### ОТРЫВОК
────────────────────────────────────────
Читаем Записки блокадного человека полностью

На улице у газеты стоит какой-то пожилой человек рабочего вида с лицом довольно тупым. И рядом с ним актриса Яблонская – баба нахальная и рвач. Мужчина водит загрубелым пальцем по газете и с наслаждением читает вслух о том, что итальянским кораблям, находящимся в Черном море, приказано зайти в русские порты. Он читает с некоторым усилием, несколько запинаясь, и вставляет от времени до времени слово «видимо». Яблонская оборачивается ко мне; глаза у нее блестят, нос и рот подергиваются. «Должны явиться в наши порты. Здорово как!». Это день капитуляции Италии. В газете много разных фактов, неизмеримо более важных для общего хода войны, для нас. Но именно эта деталь доставляет особое наслаждение. И во мне то же злое, жадное, восторженное чувство расширяет на мгновение сердце, подступает к горлу.

Казенный оптимизм

Сейчас мы перед опасностью совершенно уже выходящего из берегов оптимизма. Горячка накопления национальных и прочих ценностей – как можно больше, как можно ценнее. Все хорошо не только, как раньше, в настоящем, но и в прошлом; все хорошо не только у нас, но и на дружественном, демократическом Западе. Если это на сегодняшний день, если это военная агитация, то все в порядке. Но если оно удержится, то будет иметь для культуры последствия более разительные, чем все предыдущее. Ибо даже социологизм был тупым и обуженным, но все-таки методом мысли. С его помощью нельзя было сделать большого, но кое-что можно было сделать. В этом же случае мысль будет исключена во всех ее методологических формах, в применении к любому материалу, в том числе историческому и иноземному. Припоминаю, как мы потешались, когда некогда некий мелкий рецензент написал о Тынянове (по поводу Грибоедова) – Он все изображает людей, протестующих против своего социального окружения. И Тынянов говорил: хорош бы я был, если бы я изобразил, как Грибоедов в восторге от своего социального окружения. А рецензент-то был с чутьем… Русских же классиков, объявленных одной из самых высших ценностей, придется давать читать, как Библию читали у пуритан, – с запрещением понимать то, что там написано. И все-таки иногда мне кажется, что так не будет. Просто потому, что окажется очевидным, что одним повторением слов: гениальное, родное, великое, народное – совсем уж решительно ничего нельзя сделать. Кроме как вести военную агитацию (и то тут следовало бы прибавить мысли), что и делают сейчас.
────────────────────────────────────────
### ИСХОДНЫЕ ДАННЫЕ
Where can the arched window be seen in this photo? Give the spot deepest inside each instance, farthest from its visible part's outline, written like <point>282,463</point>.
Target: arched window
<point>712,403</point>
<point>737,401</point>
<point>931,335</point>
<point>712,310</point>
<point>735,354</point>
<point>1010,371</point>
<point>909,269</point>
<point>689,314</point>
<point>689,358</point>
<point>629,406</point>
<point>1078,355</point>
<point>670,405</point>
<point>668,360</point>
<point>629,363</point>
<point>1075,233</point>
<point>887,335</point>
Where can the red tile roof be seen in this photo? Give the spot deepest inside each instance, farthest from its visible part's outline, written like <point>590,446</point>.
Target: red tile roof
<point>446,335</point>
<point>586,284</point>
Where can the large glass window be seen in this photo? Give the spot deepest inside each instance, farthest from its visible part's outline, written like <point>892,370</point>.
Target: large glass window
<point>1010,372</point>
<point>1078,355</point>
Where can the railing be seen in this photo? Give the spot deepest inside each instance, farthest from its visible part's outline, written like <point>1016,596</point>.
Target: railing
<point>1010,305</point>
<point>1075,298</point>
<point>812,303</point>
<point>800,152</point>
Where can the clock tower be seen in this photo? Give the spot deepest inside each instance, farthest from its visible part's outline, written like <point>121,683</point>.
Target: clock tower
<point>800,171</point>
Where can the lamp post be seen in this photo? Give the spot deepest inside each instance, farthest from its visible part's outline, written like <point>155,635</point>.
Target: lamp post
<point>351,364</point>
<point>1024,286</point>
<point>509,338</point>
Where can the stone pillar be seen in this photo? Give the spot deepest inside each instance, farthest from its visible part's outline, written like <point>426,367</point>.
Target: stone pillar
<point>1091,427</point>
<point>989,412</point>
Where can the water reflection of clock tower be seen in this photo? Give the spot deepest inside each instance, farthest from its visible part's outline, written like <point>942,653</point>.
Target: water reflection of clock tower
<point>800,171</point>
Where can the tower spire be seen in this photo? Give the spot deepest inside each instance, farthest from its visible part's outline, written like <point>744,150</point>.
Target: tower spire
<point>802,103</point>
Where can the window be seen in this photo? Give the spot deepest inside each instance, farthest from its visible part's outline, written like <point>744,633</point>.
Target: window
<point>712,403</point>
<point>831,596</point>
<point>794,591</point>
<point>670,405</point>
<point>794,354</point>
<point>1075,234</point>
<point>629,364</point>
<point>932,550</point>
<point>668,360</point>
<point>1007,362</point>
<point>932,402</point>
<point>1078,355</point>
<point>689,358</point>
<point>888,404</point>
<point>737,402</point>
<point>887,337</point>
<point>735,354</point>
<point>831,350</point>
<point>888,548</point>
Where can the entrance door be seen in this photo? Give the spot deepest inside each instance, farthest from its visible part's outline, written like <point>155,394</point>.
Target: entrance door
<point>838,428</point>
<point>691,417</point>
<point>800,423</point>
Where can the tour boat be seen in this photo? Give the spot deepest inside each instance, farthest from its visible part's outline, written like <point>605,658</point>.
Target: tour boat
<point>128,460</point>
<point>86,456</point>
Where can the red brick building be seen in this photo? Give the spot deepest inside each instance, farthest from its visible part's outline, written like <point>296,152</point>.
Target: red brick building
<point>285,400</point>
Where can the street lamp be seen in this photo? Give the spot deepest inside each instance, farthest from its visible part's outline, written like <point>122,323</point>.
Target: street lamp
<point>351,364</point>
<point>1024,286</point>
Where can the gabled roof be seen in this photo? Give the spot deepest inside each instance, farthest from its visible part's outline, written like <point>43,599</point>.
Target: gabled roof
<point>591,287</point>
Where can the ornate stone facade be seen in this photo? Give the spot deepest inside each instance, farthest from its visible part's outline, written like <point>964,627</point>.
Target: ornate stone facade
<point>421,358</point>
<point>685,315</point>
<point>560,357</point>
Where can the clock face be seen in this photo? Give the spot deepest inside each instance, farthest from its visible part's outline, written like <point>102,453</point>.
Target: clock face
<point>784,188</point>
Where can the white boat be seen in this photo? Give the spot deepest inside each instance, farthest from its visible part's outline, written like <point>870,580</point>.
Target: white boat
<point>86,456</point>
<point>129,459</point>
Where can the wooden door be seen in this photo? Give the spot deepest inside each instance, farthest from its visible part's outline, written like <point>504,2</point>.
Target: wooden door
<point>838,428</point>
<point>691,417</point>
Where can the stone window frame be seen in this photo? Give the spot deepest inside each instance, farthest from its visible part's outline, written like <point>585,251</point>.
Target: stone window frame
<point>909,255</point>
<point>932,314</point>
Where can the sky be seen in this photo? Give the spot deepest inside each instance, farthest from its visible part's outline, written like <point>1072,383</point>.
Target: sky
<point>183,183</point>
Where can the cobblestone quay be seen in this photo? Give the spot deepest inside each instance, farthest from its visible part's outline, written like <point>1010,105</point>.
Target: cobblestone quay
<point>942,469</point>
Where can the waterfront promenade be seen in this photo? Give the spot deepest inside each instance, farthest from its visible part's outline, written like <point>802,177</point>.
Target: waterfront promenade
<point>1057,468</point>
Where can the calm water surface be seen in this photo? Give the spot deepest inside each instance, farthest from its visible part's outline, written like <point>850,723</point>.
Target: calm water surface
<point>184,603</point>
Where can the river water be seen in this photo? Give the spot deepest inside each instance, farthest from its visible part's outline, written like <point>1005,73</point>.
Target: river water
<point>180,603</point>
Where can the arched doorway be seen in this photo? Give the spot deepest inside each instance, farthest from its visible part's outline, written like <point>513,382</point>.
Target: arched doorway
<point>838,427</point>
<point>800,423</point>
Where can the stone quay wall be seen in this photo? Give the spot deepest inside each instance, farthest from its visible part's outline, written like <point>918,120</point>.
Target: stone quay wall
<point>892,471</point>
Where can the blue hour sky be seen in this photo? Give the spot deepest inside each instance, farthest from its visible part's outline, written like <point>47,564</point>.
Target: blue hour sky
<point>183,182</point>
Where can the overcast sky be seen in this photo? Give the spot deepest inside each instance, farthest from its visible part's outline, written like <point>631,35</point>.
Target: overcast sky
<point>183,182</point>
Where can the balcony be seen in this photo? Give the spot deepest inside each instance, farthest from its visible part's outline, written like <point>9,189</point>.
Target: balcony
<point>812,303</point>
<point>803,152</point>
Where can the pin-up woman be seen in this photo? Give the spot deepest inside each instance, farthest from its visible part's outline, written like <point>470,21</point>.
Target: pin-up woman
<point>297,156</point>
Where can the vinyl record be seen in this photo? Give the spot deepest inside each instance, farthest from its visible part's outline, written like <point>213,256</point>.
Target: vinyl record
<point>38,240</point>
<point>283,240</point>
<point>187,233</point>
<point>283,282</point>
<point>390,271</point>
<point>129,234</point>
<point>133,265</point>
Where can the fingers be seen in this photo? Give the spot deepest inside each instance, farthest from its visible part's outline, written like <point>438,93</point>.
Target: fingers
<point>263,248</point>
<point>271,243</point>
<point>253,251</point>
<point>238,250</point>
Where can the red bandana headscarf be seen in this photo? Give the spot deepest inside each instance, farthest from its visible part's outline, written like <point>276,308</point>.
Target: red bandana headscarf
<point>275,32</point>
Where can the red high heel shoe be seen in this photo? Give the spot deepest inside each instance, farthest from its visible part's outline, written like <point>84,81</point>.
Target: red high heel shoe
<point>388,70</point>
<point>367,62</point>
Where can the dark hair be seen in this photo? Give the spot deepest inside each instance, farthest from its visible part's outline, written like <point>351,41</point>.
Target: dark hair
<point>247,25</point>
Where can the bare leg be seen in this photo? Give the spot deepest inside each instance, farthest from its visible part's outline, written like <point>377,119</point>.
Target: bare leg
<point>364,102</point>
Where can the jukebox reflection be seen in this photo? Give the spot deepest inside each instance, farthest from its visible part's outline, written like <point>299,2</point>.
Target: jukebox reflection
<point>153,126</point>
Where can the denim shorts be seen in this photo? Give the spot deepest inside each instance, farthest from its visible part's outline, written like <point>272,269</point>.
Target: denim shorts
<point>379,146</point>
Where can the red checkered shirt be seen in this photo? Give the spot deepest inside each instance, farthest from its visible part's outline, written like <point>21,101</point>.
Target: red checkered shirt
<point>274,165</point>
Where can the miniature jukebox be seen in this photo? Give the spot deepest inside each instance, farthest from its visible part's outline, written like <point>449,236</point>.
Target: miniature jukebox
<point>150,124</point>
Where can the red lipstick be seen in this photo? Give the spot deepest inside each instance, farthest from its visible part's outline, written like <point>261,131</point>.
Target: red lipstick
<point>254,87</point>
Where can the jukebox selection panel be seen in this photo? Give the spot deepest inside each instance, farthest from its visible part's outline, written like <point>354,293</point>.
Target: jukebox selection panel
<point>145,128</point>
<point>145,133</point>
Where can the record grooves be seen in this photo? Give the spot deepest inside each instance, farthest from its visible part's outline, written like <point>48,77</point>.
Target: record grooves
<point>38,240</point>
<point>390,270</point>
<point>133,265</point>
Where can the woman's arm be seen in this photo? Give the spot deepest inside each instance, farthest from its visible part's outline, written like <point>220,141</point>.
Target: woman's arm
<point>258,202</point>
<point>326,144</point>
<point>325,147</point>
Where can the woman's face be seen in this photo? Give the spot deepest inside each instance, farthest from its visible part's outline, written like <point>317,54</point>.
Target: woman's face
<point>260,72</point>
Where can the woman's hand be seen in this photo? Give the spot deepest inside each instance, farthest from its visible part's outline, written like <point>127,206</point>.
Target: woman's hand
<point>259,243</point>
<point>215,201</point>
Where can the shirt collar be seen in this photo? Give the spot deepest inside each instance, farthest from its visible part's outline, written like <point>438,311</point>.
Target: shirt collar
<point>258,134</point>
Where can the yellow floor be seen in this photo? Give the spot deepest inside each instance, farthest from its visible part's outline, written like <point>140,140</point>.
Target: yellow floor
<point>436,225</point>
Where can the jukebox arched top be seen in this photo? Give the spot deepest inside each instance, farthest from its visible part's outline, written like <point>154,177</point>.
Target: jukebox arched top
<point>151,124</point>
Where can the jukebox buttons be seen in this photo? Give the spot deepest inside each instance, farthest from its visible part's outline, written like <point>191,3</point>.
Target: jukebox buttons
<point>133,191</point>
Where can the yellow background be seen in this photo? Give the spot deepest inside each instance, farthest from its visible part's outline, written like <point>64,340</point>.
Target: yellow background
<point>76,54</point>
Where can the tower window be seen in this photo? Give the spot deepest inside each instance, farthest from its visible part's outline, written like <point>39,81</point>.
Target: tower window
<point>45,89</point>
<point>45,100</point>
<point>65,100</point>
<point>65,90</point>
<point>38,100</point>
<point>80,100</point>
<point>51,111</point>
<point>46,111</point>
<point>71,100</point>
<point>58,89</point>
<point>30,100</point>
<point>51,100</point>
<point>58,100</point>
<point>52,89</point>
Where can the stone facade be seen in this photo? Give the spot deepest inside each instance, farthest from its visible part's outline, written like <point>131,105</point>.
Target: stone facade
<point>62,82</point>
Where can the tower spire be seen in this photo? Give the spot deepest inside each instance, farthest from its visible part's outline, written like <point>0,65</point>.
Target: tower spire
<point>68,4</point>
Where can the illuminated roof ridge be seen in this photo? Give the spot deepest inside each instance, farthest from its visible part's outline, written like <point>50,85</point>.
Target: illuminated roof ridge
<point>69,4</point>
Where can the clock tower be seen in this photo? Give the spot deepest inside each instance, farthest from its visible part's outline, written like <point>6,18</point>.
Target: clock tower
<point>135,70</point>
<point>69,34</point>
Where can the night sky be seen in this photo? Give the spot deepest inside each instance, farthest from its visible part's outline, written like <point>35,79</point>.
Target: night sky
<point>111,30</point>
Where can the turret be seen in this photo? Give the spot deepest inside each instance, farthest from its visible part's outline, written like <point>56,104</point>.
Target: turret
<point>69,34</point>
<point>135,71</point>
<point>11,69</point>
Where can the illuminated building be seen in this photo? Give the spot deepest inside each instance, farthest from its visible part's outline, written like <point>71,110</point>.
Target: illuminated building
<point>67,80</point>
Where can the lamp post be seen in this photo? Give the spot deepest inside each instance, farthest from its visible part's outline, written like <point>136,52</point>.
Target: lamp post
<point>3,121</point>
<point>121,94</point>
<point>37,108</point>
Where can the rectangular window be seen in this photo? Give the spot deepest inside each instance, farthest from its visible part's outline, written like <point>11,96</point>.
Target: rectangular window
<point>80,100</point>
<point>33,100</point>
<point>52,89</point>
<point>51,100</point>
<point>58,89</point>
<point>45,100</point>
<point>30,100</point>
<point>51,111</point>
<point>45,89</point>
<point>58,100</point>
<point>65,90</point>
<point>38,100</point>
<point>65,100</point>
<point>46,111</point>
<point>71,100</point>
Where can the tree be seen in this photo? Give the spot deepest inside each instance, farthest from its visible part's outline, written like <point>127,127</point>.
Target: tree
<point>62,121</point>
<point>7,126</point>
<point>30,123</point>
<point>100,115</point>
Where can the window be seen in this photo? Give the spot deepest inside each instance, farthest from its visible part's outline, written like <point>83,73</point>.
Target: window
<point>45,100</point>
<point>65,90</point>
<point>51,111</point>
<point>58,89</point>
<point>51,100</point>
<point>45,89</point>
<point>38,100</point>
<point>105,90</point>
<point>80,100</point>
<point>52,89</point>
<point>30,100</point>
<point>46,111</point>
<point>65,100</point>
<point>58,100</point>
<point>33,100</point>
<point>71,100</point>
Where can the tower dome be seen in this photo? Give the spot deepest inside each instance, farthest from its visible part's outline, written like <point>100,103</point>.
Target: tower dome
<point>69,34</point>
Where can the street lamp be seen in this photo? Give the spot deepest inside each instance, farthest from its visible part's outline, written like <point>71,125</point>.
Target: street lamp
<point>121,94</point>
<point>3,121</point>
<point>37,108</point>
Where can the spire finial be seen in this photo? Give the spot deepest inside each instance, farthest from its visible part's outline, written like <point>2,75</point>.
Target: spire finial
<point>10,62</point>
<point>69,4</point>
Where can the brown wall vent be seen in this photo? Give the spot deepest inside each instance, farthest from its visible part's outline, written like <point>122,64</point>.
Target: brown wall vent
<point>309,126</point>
────────────────────────────────────────
### ЗАДАНИЕ 1
Перечислите слова, одним повторением которых, по словам отрывка из «Записок блокадного человека», ничего нельзя сделать.
### ЗАДАНИЕ 2
Перепишите фрагмент отрывка из «Записок блокадного человека» от слов «Читаем Записки блокадного» до слов «подступает к горлу.» включительно.
### ЗАДАНИЕ 3
Допишите продолжение отрывка из «Записок блокадного человека», начиная сразу после его последнего предложения.

### ОТВЕТ 1
гениальное, родное, великое, народное

### ОТВЕТ 2
Читаем Записки блокадного человека полностью

На улице у газеты стоит какой-то пожилой человек рабочего вида с лицом довольно тупым. И рядом с ним актриса Яблонская – баба нахальная и рвач. Мужчина водит загрубелым пальцем по газете и с наслаждением читает вслух о том, что итальянским кораблям, находящимся в Черном море, приказано зайти в русские порты. Он читает с некоторым усилием, несколько запинаясь, и вставляет от времени до времени слово «видимо». Яблонская оборачивается ко мне; глаза у нее блестят, нос и рот подергиваются. «Должны явиться в наши порты. Здорово как!». Это день капитуляции Италии. В газете много разных фактов, неизмеримо более важных для общего хода войны, для нас. Но именно эта деталь доставляет особое наслаждение. И во мне то же злое, жадное, восторженное чувство расширяет на мгновение сердце, подступает к горлу.

### ОТВЕТ 3
Запись на обороте «казенного оптимизма»

<… > не возникло (самое большое из того, что я знаю – Хемингуэй). Во всяком случае, эта игра не стоила своей цены. Не стоила, например, того, чтобы попасть в рабство к Гитлеру, как это случилось с Францией. Разумеется, не из-за своей литературы попала Франция в рабство, но вследствие предпосылок, производным из которых была и литература.

Та война могла вызвать такой взрыв пацифистской литературы, такую индивидуалистическую реакцию, потому что она была лишена народных идей. Ею двигали те закулисные интересы, которые правительства скрывают от собственных народов. Общезначимые идеи (вроде борьбы за демократию) предлагали, конечно, народу, но они были натянуты, необязательны. Нынешняя война должна нести совершенно иные идеологические последствия. Ибо она богата общезначимым, общенародными идеями и импульсами. Начиная от борьбы несовместимых политических структур, которым, как это очевидно для всех, не ужиться вместе на земле, кончая простейшими импульсами самозащиты, стремлением не терпеть врагов в своем доме, не видеть гибели своих детей, не быть уведенным на веревке в немецкое рабство. Страшные силы развязала против себя Германия, вернувшаяся к формам войны рабовладельческого общества.

Заметки о пацифизме

<.. > русской культуры. Он именно это и выразил.

Процесс продолжается, стремясь к своему пределу. Оказывается, эгоистическое (изолированное) сознание только по инерции может осознавать себя индивидуалистическим, то есть безусловно ценным. Индивидуалистическое самосознание отпадает.

Снятие противоречия. (Смерть ему не противоречит.)

Эгоистическое и неиндивидуалистическое сознание.

Его нежизнеспособность.

Оно должно перерождаться в новое гражданское (тотальное) сознание.

Симптоматична эволюция отношения к войне.

Неэгоистический индивидуализм на всех своих этапах, со всеми своими кризисами – оперировал общими ценностями как достоянием полноценной личности и признавал жертву как условие полноценности. Отсюда вытекает его отношение к войне, если он признавал данную войну справедливой.

Пацифизм как развернутое миропонимание принадлежит периоду эгоистического индивидуализма.

Революционный гуманизм отрицал не войну вообще, а войну, ненужную народу. Последовательное отрицание войны вообще принадлежит эгоистически-индивидуалистическому сознанию, изолированному.

Где то, ради чего может уничтожиться человеческий род?

В пацифизме для современного человека много бесспорного.

Ужас войны.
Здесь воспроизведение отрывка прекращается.